* **TASK MATERIAL**
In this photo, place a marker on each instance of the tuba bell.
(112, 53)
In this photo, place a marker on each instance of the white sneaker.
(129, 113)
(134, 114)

* **WHAT IS NEEDED**
In full and word for word, repeat the records.

* **RESPONSE BELOW**
In this photo, place a marker on each instance of the tuba bell.
(112, 53)
In this photo, place a marker on each instance of the white sneaker.
(129, 113)
(134, 114)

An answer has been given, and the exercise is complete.